Set exercise 1 →
From the passage on trapezoid motion interpolation, extract the span between "In the above" and "reach full speed)", inclusive.
Set exercise 2 →
Extend the passage on trapezoid motion interpolation, picking up right after its final line.

Text block →
# # # # #
Linear Interpolation vs Trapezoid Motion Interpolation

As mentioned in the Drawbot Overview, Linear interpolation

Position = Here + (There - Here) * time_passed/time_total
Time = ( There - Here ) / vmax

is great for simulating movement from Here to There. Unfortunately the real world has things like torque and momentum to deal with. A motor can only jump from zero to full speed successfully if vmax is really slow. Wouldn’t it be great if our robots could accelerate to maximum speed, cruise along, and then slow down at the right moment to stop just where we want? How about if it were easy for the computer to calculate, too?  Trapezoid interpolation is the answer.

In the above image, red is acceleration, blue is velocity, and green is position. Note that they are not to scale: position in the trapezoid image would go off the top of the picture.

Calculating these is a little bit trickier it’s still high school level.  Remember how

V = AT;
P = V0t + ATT/2;

? That means we can say

function trapezoidInterpolate(distance,v0,v3,vmax,a,t) {
  // assumes t0=0
  t1 = (vmax-v0) / a;  // time from v0 to vmax (time to reach full speed)
  t4 = (max-v3) / a; // time from vmax to v3 (time to brake)
# # # # #
Records →

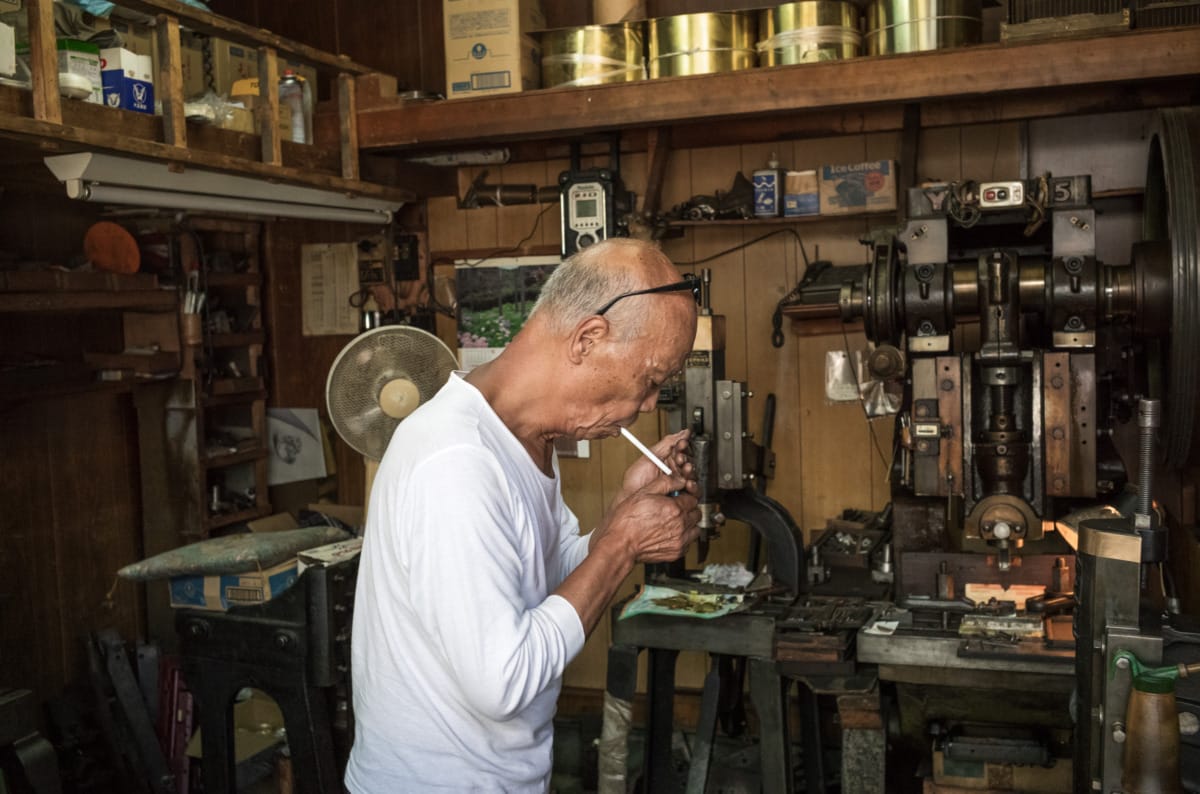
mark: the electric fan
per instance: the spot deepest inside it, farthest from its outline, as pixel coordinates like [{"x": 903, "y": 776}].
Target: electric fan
[{"x": 378, "y": 379}]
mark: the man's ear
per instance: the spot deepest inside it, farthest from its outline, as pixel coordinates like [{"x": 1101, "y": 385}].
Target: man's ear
[{"x": 586, "y": 335}]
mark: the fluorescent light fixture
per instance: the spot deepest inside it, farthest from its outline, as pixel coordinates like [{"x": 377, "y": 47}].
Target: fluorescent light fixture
[{"x": 107, "y": 179}]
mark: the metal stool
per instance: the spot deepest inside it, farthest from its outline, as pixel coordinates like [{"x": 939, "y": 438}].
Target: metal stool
[{"x": 293, "y": 648}]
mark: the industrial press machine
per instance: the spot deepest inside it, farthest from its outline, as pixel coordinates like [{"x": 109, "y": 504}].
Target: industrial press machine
[{"x": 1045, "y": 395}]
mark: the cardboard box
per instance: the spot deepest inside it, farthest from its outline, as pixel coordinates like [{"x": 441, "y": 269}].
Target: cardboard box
[
  {"x": 861, "y": 187},
  {"x": 227, "y": 64},
  {"x": 801, "y": 194},
  {"x": 7, "y": 50},
  {"x": 489, "y": 47},
  {"x": 217, "y": 593},
  {"x": 81, "y": 58},
  {"x": 127, "y": 79},
  {"x": 246, "y": 92}
]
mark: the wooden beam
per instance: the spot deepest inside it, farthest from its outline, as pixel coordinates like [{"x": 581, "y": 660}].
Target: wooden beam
[
  {"x": 69, "y": 301},
  {"x": 658, "y": 150},
  {"x": 1013, "y": 71},
  {"x": 239, "y": 32},
  {"x": 90, "y": 138},
  {"x": 348, "y": 125},
  {"x": 171, "y": 82},
  {"x": 910, "y": 140},
  {"x": 45, "y": 61},
  {"x": 268, "y": 107},
  {"x": 118, "y": 122}
]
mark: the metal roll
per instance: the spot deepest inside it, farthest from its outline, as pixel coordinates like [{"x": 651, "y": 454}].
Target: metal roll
[
  {"x": 1169, "y": 217},
  {"x": 916, "y": 25},
  {"x": 804, "y": 32},
  {"x": 593, "y": 54},
  {"x": 701, "y": 43}
]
# # # # #
Answer 1 →
In the above image, red is acceleration, blue is velocity, and green is position. Note that they are not to scale: position in the trapezoid image would go off the top of the picture.

Calculating these is a little bit trickier it’s still high school level.  Remember how

V = AT;
P = V0t + ATT/2;

? That means we can say

function trapezoidInterpolate(distance,v0,v3,vmax,a,t) {
  // assumes t0=0
  t1 = (vmax-v0) / a;  // time from v0 to vmax (time to reach full speed)

Answer 2 →
  d1 = v0*t1 + 0.5*a*t1*t1;  // distance t0-t1
  d2 = v3*t4 + 0.5*a*t4*t4;  // distance t2-t3

  if( d1+d2 < distance ) {
    // plateau at vmax in the middle
    tplateau = ( distance - d1 - d2 ) / vmax;
    t2 = t1 + tplateau;
    t3 = t2 + t4;
  } else {
    // start breaking before reaching vmax
    // http://wikipedia.org/wiki/Classical_mechanics#1-Dimensional_Kinematics
    t1 = ( sqrt( 2.0*a*brake_distance + v0*v0 ) - v0 ) / a;
    t2 = t1;
    t3 = t2 + ( sqrt( 2.0*a*(distance-brake_distance) + v3*v3 ) - v3 ) / a;
  }

  if(t<t1) {
    return v0*t + 0.5*a*t*t;
  }
  if(t<t2) {
    up = v0*t1 + 0.5*a*t1*t1;
    plateau = vmax*(t-t1);
    return up+plateau;
  }
  if(t<t3) {
    up = v0*t1 + 0.5*a*t1*t1;
    plateau = vmax*(t2-t1);
    t4=t-t2;
    v2 = accel * t1;
    down = v2*t4 + 0.5*a*t4*t4;
    return up+plateau+down;
  }
  return distance;
}

The best part? The rest of our code remains unchanged!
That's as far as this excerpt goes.